Frequently Asked Questions
Here you'll find answers to common questions our clients ask. Start by selecting one of the links below. If you don’t see what you need – call or contact us online.
- How do I go about getting an estimate from you?
- Tips on file format setups
- At what resolution should I save my photos and graphics?
- What is a proof and why is it important that I look at it?
- What is the Pantone Matching System?
- Why do the printed colors look different from the colors on my screen?
- Is white considered a printing color?
- What file format should I use when submitting my electronic document for printing?
- Once I submit the documents, how long will it take to finish my job?
- What is variable data printing?
- What do I need to provide for variable data projects?
Well, since you are here, we would suggest you use our online estimate request form. Otherwise, the best way to ensure that we get all the information necessary to do an accurate quote is to give us a call and talk with one of our customer service representatives.
Tips on file format setups
Many layout programs have collecting or packaging functions that will automatically collect your document, fonts, all art including and a report. When possible, it is recommended to use these functions because without any or all of these elements we will be unable to print your postcard.

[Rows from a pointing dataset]
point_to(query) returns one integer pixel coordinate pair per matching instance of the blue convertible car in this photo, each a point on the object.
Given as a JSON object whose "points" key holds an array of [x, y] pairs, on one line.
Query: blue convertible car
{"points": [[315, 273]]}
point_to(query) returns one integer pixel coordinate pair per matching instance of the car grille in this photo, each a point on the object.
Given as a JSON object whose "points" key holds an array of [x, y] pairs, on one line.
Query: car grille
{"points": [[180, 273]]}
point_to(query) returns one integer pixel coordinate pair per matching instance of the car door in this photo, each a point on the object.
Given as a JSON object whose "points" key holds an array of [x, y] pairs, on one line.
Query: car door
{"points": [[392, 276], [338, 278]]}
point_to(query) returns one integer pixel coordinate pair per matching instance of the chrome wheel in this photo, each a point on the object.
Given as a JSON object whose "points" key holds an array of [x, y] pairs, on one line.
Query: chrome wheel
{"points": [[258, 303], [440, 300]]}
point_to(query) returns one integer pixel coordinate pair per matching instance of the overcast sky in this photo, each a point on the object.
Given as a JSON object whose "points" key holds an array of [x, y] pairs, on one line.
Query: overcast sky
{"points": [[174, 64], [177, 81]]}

**TASK INSTRUCTIONS:**
In the printing FAQ, condense the paragraph beginning "Well, since you are here" into a short bulleted list that keeps its main facts.

**TASK OUTPUT:**
- Use the online estimate request form.
- Alternatively, call and speak with a customer service representative. This is the best way to make sure all the information needed for an accurate quote is provided.